*Work instructions:*
1. In the article on ECB rate pressure, by what percentage did private sector lending rise in November?
2. Write out the part of the article on ECB rate pressure that opens with the words containing "Retailers reported sales, jobs" and closes with "the ECB said.".

*Text excerpt:*
** BEGIN **

BLBG: ECB Pressured to Cut Rates by Falling Sales, Weaker Lending
The European Central Bank will begin the new year under pressure to keep cutting interest rates after retail sales fell for a seventh successive month and loans to households and companies grew at the slowest pace in four years.
Retailers reported sales, jobs and profit margins all contracted this month as the deepening recession curbed consumer confidence and spending, the Bloomberg purchasing managers’ index showed. Tighter credit standards at banks meant private sector lending slowed for an 11th month in November, rising 7.1 percent after a 7.8 percent increase in October, the ECB said.
The deteriorations mean the 15-nation euro area will mark a decade of the single currency on Jan. 1 facing a deepening recession. That leaves investors betting the ECB will reduce interest rates as early as next month even as its officials signal a reluctance to do so after cutting their benchmark by 175 basis points to 2.5 percent since early October.
“The ECB will have to go further,” said Gilles Moec, an economist at Bank of America Corp. in London and a former Bank of France official. The euro region faces “a severe and protracted recession.”

** END **

*Source excerpt:*
** BEGIN **

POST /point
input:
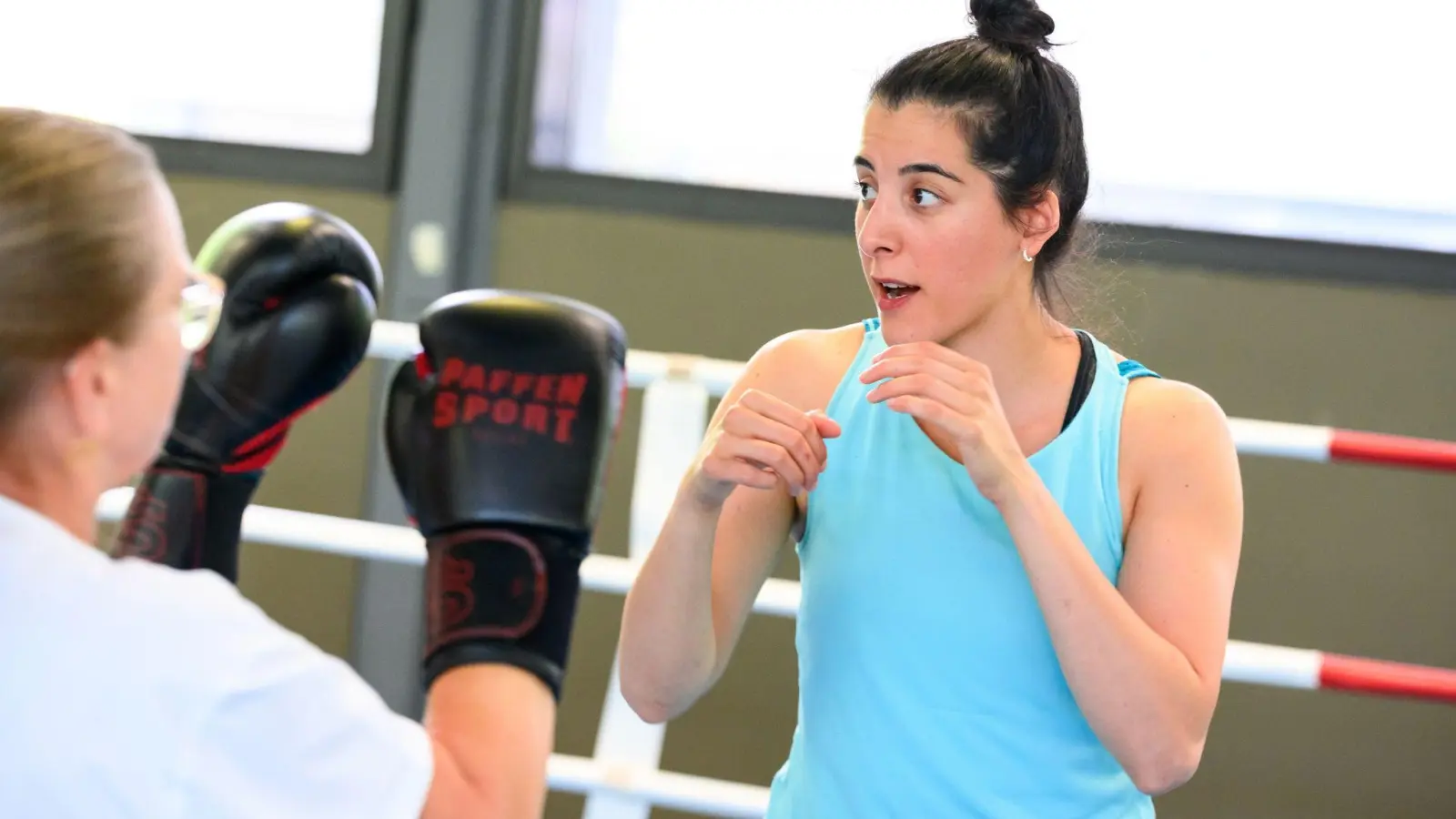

** END **

*Responses for each task:*
1. 7.1 percent

2.
Retailers reported sales, jobs and profit margins all contracted this month as the deepening recession curbed consumer confidence and spending, the Bloomberg purchasing managers’ index showed. Tighter credit standards at banks meant private sector lending slowed for an 11th month in November, rising 7.1 percent after a 7.8 percent increase in October, the ECB said.